The aggregate future non-cancelable minimum rental payments on our operating leases, as of December 31, 2015, are as follows (in thousands):
Years Ending December 31, 
 
Amount 
2016
 
$
14,513

2017
 
12,109

2018
 
7,463

2019
 
5,833

2020
 
5,650

2021 and thereafter
 
8,030

Total
 
$
53,598


Total future non-cancelable minimum rental payments have not been reduced by future minimum sublease rentals totaling $0.7 million.
We are party to letters of credit totaling $1.2 million, $1.9 million and $0.9 million as of December 31, 2015, 2014 and 2013, respectively, issued primarily in support of operating leases at several of our facilities. These letters of credit are collateralized by a line with our bank. No amounts have been drawn against these letters of credit.
Contract Manufacturer Commitments
Our independent contract manufacturers procure components and assemble our products based on our forecasts. These forecasts are based on estimates of future demand for our products, which are in turn based on historical trends and an analysis from our sales and product marketing organizations, adjusted for overall market conditions. In order to reduce manufacturing lead times and plan for adequate supply, we may issue forecasts and orders for components and products that are non-cancelable. As of December 31, 2015 and 2014, we had non-cancellable open orders of $16.9 million and $23.2 million, respectively. We are required to record a liability for firm, noncancelable and unconditional purchase commitments with contract manufacturers and suppliers for quantities in excess of our future demand forecasts. As of December 31, 2015 and 2014, we have not accrued any significant costs for such noncancelable commitments.
Purchase Obligations
As of December 31, 2015, we had approximately $35.9 million of non-cancellable firm purchase commitments primarily for purchases of software and services. Amounts which we have received delivery of the goods or services under purchase orders outstanding at December 31, 2015, are reflected in the Consolidated Balance Sheet as accounts payable or accrued liabilities, and are excluded from the $35.9 million.
Litigation
We accrue for contingencies when we believe that a loss is probable and that we can reasonably estimate the amount of any such loss. We have made an assessment of the probability of incurring any such losses and whether or not those losses are estimable.
On June 20, 2014, a purported stockholder class action lawsuit was filed in the Superior Court of California, County of Santa Clara, against the Company, current and former members of our Board of Directors, current and former officers, and the underwriters of our March 2014 follow-on public offering.  On July 17, 2014, a substantially similar lawsuit was filed in the same court against the same defendants. The actions were consolidated and, on March 4, 2015, an amended complaint was filed, alleging violations of the federal securities laws on behalf of a purported class consisting of purchasers of the Company's common stock pursuant or traceable to the registration statement and prospectus for the follow-on public offering, and seeking unspecified compensatory damages and other relief.  On April 20, 2015, defendants filed demurrers seeking that the amended complaint be dismissed. On August 11, 2015, the court overruled defendants' demurrers. On November 16, 2015, plaintiffs filed a motion seeking certification of the putative class, currently scheduled for a hearing on May 13, 2016. On January 6, 2016, the Company and the individual defendants filed a motion for judgment on the pleadings seeking that the action be dismissed for lack of subject-matter jurisdiction, currently scheduled for a hearing on April 1, 2016. The Company intends to defend the litigation vigorously.  Based on information currently available, the Company has determined that the amount of any possible loss or range of possible loss is not reasonably estimable.

========================

[TASKS]
- a) Translate this sentence from the commitments disclosure into Spanish: "No amounts have been drawn against these letters of credit."
- b) Quote from the commitments disclosure: begin at the words "Total future non-cancelable" and stop after the words "letters of credit.".
The listing that comes after the commitments disclosure is not needed.

(Coordinate labeling data)
========================

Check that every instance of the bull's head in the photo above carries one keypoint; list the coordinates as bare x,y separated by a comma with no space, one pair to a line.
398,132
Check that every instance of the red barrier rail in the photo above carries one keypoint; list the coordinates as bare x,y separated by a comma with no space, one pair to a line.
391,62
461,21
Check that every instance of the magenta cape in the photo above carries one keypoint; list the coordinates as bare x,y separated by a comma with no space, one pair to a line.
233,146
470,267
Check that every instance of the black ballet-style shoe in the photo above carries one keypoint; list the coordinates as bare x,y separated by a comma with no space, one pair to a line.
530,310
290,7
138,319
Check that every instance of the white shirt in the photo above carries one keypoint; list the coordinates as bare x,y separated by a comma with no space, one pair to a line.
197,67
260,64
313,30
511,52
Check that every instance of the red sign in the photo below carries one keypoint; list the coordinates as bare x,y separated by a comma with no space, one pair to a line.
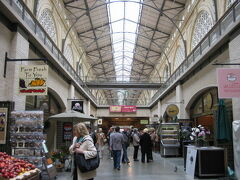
129,109
117,109
228,82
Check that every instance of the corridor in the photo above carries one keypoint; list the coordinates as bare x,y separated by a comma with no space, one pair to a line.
160,168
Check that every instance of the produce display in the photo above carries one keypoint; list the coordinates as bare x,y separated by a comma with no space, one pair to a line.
15,169
27,136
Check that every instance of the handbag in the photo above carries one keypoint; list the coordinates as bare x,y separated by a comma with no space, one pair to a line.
86,165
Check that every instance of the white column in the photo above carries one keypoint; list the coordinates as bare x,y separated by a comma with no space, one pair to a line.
71,95
88,107
19,49
234,53
180,102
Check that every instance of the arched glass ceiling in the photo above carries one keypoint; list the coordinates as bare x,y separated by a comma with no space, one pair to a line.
124,51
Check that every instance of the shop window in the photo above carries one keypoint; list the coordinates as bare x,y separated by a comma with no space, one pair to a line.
68,54
203,24
46,20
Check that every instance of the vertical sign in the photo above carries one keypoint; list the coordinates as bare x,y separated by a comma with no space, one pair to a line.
3,125
67,131
115,109
228,82
33,80
77,106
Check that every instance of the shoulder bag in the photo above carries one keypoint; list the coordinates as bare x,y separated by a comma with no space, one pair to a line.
86,165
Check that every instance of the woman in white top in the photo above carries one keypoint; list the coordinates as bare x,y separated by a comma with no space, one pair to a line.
83,143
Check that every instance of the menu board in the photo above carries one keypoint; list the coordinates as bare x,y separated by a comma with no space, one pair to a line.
3,125
67,131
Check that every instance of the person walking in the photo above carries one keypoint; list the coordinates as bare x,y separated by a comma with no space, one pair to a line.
136,140
83,144
126,143
145,143
116,142
100,142
110,131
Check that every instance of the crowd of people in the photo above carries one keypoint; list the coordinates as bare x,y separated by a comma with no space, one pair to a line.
88,143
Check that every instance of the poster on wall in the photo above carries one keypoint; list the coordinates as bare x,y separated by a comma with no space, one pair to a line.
33,80
3,125
67,131
228,82
77,106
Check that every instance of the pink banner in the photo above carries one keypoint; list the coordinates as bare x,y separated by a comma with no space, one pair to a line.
115,108
129,109
228,82
125,109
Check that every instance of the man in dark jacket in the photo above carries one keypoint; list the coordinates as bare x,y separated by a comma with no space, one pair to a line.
146,144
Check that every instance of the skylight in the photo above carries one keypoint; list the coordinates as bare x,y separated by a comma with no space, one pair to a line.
124,18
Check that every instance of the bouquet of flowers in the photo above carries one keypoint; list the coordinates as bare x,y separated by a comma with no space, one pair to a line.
199,134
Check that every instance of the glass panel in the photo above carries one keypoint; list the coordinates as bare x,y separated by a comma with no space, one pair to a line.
203,24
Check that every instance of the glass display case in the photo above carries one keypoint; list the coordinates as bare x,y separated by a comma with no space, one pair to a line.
169,133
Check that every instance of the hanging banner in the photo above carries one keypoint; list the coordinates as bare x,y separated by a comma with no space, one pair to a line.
3,125
172,110
131,109
124,109
228,82
77,106
115,109
33,80
67,131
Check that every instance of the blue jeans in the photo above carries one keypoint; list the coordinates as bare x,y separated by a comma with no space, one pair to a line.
125,157
116,158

========================

[COMPLETED EXERCISE]
- a) No se ha dispuesto de ningún importe con cargo a estas cartas de crédito.

- b)
Total future non-cancelable minimum rental payments have not been reduced by future minimum sublease rentals totaling $0.7 million.
We are party to letters of credit totaling $1.2 million, $1.9 million and $0.9 million as of December 31, 2015, 2014 and 2013, respectively, issued primarily in support of operating leases at several of our facilities. These letters of credit are collateralized by a line with our bank. No amounts have been drawn against these letters of credit.